EXERCISE PROMPT => Make an exact transcription of the data below.

<<<<

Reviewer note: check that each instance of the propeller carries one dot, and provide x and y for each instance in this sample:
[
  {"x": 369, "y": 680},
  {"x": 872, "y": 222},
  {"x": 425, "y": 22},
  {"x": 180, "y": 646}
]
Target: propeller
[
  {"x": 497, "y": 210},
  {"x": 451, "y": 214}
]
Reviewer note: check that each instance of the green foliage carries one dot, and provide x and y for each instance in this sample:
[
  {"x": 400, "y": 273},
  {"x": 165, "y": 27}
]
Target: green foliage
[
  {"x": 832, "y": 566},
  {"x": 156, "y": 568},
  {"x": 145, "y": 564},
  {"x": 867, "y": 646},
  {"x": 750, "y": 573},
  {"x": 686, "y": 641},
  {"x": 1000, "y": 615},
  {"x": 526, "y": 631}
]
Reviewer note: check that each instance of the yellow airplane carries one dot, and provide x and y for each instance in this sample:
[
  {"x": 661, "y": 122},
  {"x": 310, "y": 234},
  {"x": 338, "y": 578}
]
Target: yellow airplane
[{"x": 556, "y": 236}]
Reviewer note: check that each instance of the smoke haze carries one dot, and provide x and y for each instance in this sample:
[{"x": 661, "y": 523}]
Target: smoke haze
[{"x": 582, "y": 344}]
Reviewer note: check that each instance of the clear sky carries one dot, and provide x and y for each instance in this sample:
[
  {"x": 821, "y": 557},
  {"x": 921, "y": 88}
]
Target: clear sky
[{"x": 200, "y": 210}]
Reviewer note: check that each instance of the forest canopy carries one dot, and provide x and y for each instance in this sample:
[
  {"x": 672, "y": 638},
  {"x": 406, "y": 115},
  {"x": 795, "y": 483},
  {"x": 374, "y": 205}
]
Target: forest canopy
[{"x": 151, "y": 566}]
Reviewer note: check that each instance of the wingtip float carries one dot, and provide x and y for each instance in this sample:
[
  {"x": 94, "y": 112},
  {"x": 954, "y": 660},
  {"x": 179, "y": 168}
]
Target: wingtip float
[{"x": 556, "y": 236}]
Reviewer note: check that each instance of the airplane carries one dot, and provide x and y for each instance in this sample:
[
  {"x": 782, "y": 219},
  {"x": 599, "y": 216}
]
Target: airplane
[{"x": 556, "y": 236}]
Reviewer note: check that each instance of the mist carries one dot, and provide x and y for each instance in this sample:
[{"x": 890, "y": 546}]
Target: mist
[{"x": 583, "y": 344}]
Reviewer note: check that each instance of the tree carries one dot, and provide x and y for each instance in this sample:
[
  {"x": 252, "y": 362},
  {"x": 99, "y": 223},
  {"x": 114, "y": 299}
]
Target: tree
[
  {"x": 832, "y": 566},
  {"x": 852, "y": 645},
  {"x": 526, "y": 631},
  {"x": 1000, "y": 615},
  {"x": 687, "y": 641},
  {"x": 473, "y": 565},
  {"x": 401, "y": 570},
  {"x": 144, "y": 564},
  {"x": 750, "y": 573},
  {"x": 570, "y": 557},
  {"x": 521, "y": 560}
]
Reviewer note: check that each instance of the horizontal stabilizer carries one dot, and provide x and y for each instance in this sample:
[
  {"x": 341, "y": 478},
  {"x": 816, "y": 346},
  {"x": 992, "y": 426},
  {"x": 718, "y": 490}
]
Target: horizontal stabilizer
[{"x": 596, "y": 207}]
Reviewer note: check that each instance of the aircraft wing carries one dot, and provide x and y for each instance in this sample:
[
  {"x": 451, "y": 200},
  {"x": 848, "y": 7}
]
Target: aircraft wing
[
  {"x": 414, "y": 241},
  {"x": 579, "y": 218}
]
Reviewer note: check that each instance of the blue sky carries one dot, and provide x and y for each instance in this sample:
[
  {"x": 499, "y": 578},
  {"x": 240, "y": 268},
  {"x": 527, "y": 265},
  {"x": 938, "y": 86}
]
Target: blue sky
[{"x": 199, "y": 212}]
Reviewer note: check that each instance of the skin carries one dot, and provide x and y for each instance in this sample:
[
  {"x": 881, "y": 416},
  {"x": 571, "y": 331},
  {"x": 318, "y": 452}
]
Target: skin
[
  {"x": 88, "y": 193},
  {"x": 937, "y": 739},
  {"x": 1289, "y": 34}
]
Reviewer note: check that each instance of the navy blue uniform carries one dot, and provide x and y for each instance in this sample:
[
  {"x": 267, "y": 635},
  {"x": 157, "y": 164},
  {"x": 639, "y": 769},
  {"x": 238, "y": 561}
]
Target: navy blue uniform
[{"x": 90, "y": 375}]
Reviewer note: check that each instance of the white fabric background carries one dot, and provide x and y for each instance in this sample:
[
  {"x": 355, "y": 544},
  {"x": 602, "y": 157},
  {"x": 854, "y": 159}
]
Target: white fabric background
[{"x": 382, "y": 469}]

>>>>

RESPONSE BOX =>
Reviewer note: check that each instance of the propeller carries one dot, and provide x and y for each instance in this sample:
[
  {"x": 369, "y": 680},
  {"x": 872, "y": 222},
  {"x": 425, "y": 22},
  {"x": 180, "y": 646}
]
Target: propeller
[
  {"x": 497, "y": 210},
  {"x": 451, "y": 214}
]
Reviewer note: check that each instance of the green foliage carries one dot, and provide x and y for each instance in this sample:
[
  {"x": 400, "y": 273},
  {"x": 165, "y": 27}
]
Target: green foliage
[
  {"x": 832, "y": 566},
  {"x": 156, "y": 568},
  {"x": 145, "y": 564},
  {"x": 867, "y": 646},
  {"x": 750, "y": 573},
  {"x": 686, "y": 641},
  {"x": 1000, "y": 615},
  {"x": 526, "y": 631}
]
Reviewer note: check that each instance of the yellow airplane carries one dot, and provide x and y for each instance in this sample:
[
  {"x": 661, "y": 122},
  {"x": 310, "y": 234},
  {"x": 338, "y": 578}
]
Target: yellow airplane
[{"x": 556, "y": 236}]
Reviewer note: check that each instance of the smoke haze carries one dot, and provide x and y for each instance in this sample:
[{"x": 661, "y": 523}]
Target: smoke haze
[{"x": 582, "y": 344}]
Reviewer note: check that each instance of the clear sky carries one dot, and provide x and y for each instance in this sample:
[
  {"x": 821, "y": 557},
  {"x": 921, "y": 88}
]
Target: clear sky
[{"x": 200, "y": 210}]
Reviewer note: check that each instance of the forest canopy carries one dot, and provide x and y for each instance in this sample:
[
  {"x": 672, "y": 638},
  {"x": 406, "y": 115},
  {"x": 795, "y": 483},
  {"x": 374, "y": 205}
]
Target: forest canopy
[{"x": 151, "y": 566}]
Reviewer note: check that each instance of the wingtip float carries one dot, and provide x and y for each instance in this sample:
[
  {"x": 94, "y": 112},
  {"x": 954, "y": 660},
  {"x": 179, "y": 168}
]
Target: wingtip float
[{"x": 556, "y": 236}]
Reviewer note: check that each instance of the airplane carries one dot, and provide x and y for each instance in this sample:
[
  {"x": 782, "y": 219},
  {"x": 599, "y": 216}
]
Target: airplane
[{"x": 556, "y": 236}]
Reviewer note: check that each instance of the mist carries one dot, and provide x and y for each instance in this sample:
[{"x": 890, "y": 546}]
Target: mist
[{"x": 583, "y": 344}]
Reviewer note: check that each instance of the tree carries one dot, and provide x and y for each instance in this sample:
[
  {"x": 252, "y": 362},
  {"x": 99, "y": 223},
  {"x": 114, "y": 299}
]
Target: tree
[
  {"x": 832, "y": 566},
  {"x": 852, "y": 645},
  {"x": 526, "y": 631},
  {"x": 1000, "y": 615},
  {"x": 687, "y": 641},
  {"x": 473, "y": 565},
  {"x": 401, "y": 570},
  {"x": 144, "y": 564},
  {"x": 750, "y": 573},
  {"x": 570, "y": 557},
  {"x": 521, "y": 560}
]
Reviewer note: check that each instance of the horizontal stabilizer carries one dot, and provide x and y for each instance in this sample:
[
  {"x": 341, "y": 478},
  {"x": 816, "y": 346},
  {"x": 992, "y": 426},
  {"x": 718, "y": 490}
]
Target: horizontal stabilizer
[{"x": 596, "y": 207}]
Reviewer note: check that each instance of the aircraft wing carries one dot, and provide x and y for each instance in this sample:
[
  {"x": 451, "y": 200},
  {"x": 848, "y": 7}
]
Target: aircraft wing
[
  {"x": 414, "y": 241},
  {"x": 579, "y": 218}
]
Reviewer note: check that each instance of the blue sky carries one dot, and provide x and y for each instance in this sample:
[
  {"x": 499, "y": 578},
  {"x": 240, "y": 268},
  {"x": 527, "y": 265},
  {"x": 938, "y": 86}
]
Target: blue sky
[{"x": 199, "y": 212}]
Reviewer note: check that each instance of the skin carries one dot, and provide x and y for each instance in this sample:
[
  {"x": 881, "y": 416},
  {"x": 571, "y": 331},
  {"x": 318, "y": 452}
]
Target: skin
[
  {"x": 88, "y": 193},
  {"x": 937, "y": 739},
  {"x": 1289, "y": 34}
]
Reviewer note: check that each instance of the navy blue uniform carries one dot, and provide x and y for each instance in this sample:
[
  {"x": 267, "y": 635},
  {"x": 157, "y": 164},
  {"x": 639, "y": 769},
  {"x": 238, "y": 561}
]
Target: navy blue uniform
[{"x": 90, "y": 375}]
Reviewer note: check that each instance of the white fabric background carries one dot, and provide x and y for each instance in this sample:
[
  {"x": 355, "y": 544},
  {"x": 602, "y": 157},
  {"x": 854, "y": 159}
]
Target: white fabric background
[{"x": 382, "y": 469}]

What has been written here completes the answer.